- [EXERCISE] Output all of the data verbatim.

BEGIN EXTRACTED DATA

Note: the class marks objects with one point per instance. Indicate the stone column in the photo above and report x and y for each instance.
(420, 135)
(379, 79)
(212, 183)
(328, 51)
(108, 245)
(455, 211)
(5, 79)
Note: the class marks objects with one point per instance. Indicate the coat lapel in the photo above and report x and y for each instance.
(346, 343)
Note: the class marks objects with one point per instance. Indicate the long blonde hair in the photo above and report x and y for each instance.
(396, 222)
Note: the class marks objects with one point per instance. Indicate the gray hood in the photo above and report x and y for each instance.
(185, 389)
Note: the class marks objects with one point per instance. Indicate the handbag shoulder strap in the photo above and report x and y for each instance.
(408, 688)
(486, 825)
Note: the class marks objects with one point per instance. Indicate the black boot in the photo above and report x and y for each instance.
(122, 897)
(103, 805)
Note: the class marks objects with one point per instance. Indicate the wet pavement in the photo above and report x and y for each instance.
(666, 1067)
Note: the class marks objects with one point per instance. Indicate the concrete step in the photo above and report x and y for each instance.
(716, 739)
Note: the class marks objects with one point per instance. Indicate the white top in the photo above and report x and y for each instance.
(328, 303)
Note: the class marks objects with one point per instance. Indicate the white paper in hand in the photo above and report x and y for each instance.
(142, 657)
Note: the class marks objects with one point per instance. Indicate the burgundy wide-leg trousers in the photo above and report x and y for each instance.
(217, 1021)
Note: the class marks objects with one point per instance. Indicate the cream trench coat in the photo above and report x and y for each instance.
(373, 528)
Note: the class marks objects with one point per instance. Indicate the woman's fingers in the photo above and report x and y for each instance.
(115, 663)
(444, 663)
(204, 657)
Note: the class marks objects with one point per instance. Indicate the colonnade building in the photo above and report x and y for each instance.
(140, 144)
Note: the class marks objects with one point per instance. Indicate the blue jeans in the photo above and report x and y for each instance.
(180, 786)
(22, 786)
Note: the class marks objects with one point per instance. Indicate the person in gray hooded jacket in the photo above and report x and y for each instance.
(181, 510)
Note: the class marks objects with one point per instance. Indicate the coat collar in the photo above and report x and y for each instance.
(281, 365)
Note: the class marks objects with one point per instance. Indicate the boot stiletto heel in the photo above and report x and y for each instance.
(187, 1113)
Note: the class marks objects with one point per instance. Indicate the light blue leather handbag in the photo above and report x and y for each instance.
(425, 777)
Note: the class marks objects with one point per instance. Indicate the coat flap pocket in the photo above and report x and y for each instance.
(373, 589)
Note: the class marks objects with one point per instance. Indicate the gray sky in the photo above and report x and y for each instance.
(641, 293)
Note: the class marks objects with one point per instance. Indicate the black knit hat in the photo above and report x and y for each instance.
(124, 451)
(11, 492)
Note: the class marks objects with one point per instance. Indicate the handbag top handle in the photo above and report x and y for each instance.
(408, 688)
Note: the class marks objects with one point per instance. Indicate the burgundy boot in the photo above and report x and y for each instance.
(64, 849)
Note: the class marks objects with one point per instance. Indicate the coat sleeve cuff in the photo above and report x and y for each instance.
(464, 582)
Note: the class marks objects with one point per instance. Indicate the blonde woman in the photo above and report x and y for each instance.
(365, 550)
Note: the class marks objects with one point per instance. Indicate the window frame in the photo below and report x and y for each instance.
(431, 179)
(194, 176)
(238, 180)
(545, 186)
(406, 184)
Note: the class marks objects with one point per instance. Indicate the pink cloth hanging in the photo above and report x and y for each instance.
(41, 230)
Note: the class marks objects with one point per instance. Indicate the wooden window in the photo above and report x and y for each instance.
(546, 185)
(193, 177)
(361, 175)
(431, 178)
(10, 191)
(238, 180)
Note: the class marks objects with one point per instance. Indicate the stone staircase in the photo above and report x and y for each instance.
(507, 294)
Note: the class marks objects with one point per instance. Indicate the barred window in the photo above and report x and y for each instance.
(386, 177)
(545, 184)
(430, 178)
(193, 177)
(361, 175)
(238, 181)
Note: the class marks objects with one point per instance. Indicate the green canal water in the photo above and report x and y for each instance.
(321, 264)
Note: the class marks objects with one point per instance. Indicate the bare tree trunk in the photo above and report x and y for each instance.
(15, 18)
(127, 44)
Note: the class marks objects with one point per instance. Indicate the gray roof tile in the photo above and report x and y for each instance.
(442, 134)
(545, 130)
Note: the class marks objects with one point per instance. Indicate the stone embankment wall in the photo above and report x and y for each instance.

END EXTRACTED DATA

- [EXERCISE ANSWER]
Note: the class marks objects with one point per instance. Indicate the stone column in the photo above and report x and y for each instance.
(420, 135)
(379, 79)
(212, 183)
(328, 51)
(108, 245)
(455, 211)
(5, 79)
Note: the class marks objects with one point per instance. Indicate the coat lapel in the photo above and report x and y for each instance.
(346, 343)
Note: the class marks objects with one point per instance. Indicate the long blonde hair in the photo above and report x and y for each instance.
(396, 222)
Note: the class marks objects with one point per instance. Indicate the gray hood in the photo above and report x and y for each instance.
(185, 389)
Note: the class marks objects with one point per instance. Indicate the handbag shoulder strap in the photo above and report x and y for each instance.
(408, 688)
(486, 825)
Note: the class marks objects with one point per instance. Indicate the black boot in the photo above and report x and y for each instance.
(122, 897)
(103, 805)
Note: the class marks objects with one point per instance. Indicate the wet pavement in the photo above and report x and y for each instance.
(666, 1067)
Note: the class marks objects with one point per instance. Indicate the concrete step in the photo above and report x and y for each instance.
(716, 739)
Note: the class marks objects with one point per instance. Indicate the white top in the photo above and report x and y for each instance.
(328, 303)
Note: the class marks objects with one point per instance. Indicate the white paper in hand in the photo above and report x and y for each instance.
(142, 657)
Note: the class marks objects with one point per instance. Indicate the burgundy wide-leg trousers in the photo above and report x and y for each instance.
(217, 1021)
Note: the class marks objects with one point per instance. Indicate the cream trench coat in the photo above and report x and y for each instance.
(373, 528)
Note: the class marks objects with one point per instance. Indicate the woman's fingers in the photo above and report x and y for each instance.
(115, 663)
(444, 663)
(204, 657)
Note: the class marks objects with one point per instance. Indicate the colonnade building in the photo above and report x and y for each instance.
(140, 144)
Note: the class marks objects with one point per instance. Indicate the blue jeans in the photo above and report x and y for each instance.
(180, 786)
(22, 786)
Note: the class marks objects with one point per instance. Indicate the person in gray hooded jacket in the photo above and report x and y for each instance.
(181, 510)
Note: the class marks objects with one point per instance. Indicate the coat collar in the photo above and report x and y for each instance.
(281, 365)
Note: the class marks objects with one point per instance. Indicate the boot stiletto heel in the photo above and report x and y for each instance.
(187, 1113)
Note: the class marks objects with one point per instance. Indicate the light blue leather handbag in the photo above and report x and y for each instance.
(425, 777)
Note: the class marks objects with one point per instance. Indicate the coat flap pocket in the photo above and report x and y for each instance.
(373, 589)
Note: the class marks objects with one point per instance. Indicate the gray sky in the photo above and report x and y for each instance.
(641, 293)
Note: the class marks objects with one point per instance. Indicate the black knit hat in the photo above and report x and y for each instance.
(124, 451)
(11, 492)
Note: the class marks objects with one point per instance. Indicate the handbag top handle in the photo above and report x and y for each instance.
(408, 688)
Note: the class marks objects with one point per instance. Indicate the burgundy boot in the photo above and report x and y for each instance.
(64, 849)
Note: the class marks objects with one point per instance. Indicate the coat sleeve cuff in the photo above and report x and y for each instance.
(464, 582)
Note: the class marks objects with one point per instance. Indicate the blonde woman in the photo above and report x and y for each instance.
(365, 550)
Note: the class marks objects with one point per instance. Indicate the window frame in the photo below and report x and y for each instance.
(431, 179)
(194, 176)
(238, 180)
(545, 186)
(406, 184)
Note: the class marks objects with one point per instance. Indicate the pink cloth hanging in the photo above and report x and y for each instance.
(41, 230)
Note: the class marks objects with one point per instance. Indicate the wooden window in the photo above and report x and y for each instance.
(546, 185)
(193, 177)
(361, 175)
(431, 178)
(10, 191)
(238, 180)
Note: the class marks objects with one point per instance. Indicate the stone staircase in the photo above and report x and y for each instance.
(507, 294)
Note: the class marks objects with one point per instance. Indicate the barred window in the photo above and report x and y for each instance.
(386, 177)
(545, 184)
(430, 178)
(193, 177)
(361, 175)
(238, 181)
Note: the class marks objects with one point per instance. Indicate the green canal water in the photo above and report x and y for each instance.
(321, 264)
Note: the class marks objects with one point per instance. Indicate the bare tree trunk in the photo above and report x and y for each instance.
(15, 18)
(127, 44)
Note: the class marks objects with one point per instance. Indicate the gray roof tile in the photo above and report x and y for each instance.
(442, 134)
(545, 130)
Note: the class marks objects with one point per instance. Indicate the stone embankment wall in the photo above and report x and y for each instance.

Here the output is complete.